_Page excerpt_.
■ ■ ■ ■ ■ ■ ■

Friday, March 17, 2023

Movie review - "Seven Thunders" (1958) **

 These Rank films of the late 1950s misfired in such interesting ways. This has a fascinating backdrop - the Old Port of Marseilles, a hive of gangsters and crooks, which was cleaned out by Vichy and Germans in 1943. Many Jews were deported but also others - it's a terrific subject and you can imagine Warner Bros making the hell out of it in the 1940s. 

The best bits of this film concern it - a German soldier accidentally killing a small boy, this is very affecting, and newsreel footage of the actual city being blown up. The film doesn't nearly gasp the storytelling opportunities - there is some Jewish presence, but no gangsters, who were a big thing in Marseiles at the time.

The central story is more basic but fine - two escaped POWs are hanging around trying to escape. They are played by Stephen Boyd, who Fox thought was going to be a star, and Tony Wright, who Rank thought was going to be a star. Neither are that good. Boyd is better than Wright who just doesn't have what it takes. If Rank wanted to appeal to Americans why not make one American instead of dumbly importing a second tier American based director, Argentine Huge Fregonese. Boyd and Wright have no rapport. If you don't think much of Dirk Bogarde and Kenneth More, try watching films where they aren't cast first.

They walk around the place, having quite a lot of freedom of the town (for POWs on the run they're outside a lot). Boyd romances a French girl,Anna Gaylor, despite having a girlfriend back at home (why not make her Jewish?). Wright hangs out with another expat, Kathleen Harrison, who adds some professional spark.

Then there's this whole subplot which is a whole other movie - James Robertson Justice is a doctor who is a serial killer. That's based on a true story, which is strong enough for its own film. I mean, that guy was amazing - doctor who would kill his patients, would pretend to run an escape route and off customers by saying you need to be inoculated, then going on the run and saying he only killed Germans, and working with the resistance. It's too interesting for this movie - it pulls focus. It feels weird that the race against the  clock at the end is Boyd racing to find Wright before Wright is poisoned by Justice - I mean the whole city is being evacuated by Germans and we're in this serial killing plot that Boyd isn't aware of, and then Justice dies in a deux ex machina car accident (why not have one of his victims' relatives kill him? Or Wright? Or Germans?)

At the end Wright, Boy and Taylor go off on the boat and all these people have had their homes destroyed.

This would've been far better dropping the Justice plot altogether and replacing it with something related to gangsters and Jews - and then making a separate film about Justice's character.

■ ■ ■ ■ ■ ■ ■

_Given data_.
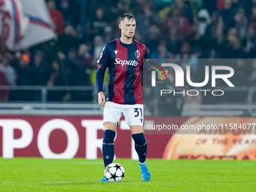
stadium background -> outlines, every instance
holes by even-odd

■ ■ ■ ■ ■ ■ ■

In the movie review, what reasons does the reviewer give for dropping the subplot about the doctor played by James Robertson Justice?

The subplot is based on a true story strong enough for its own film, and it is too interesting for this movie, so it pulls focus. As a result, the climax becomes Boyd racing to find Wright before Justice poisons him, a serial-killing plot Boyd isn't aware of, while the whole city is being evacuated by the Germans.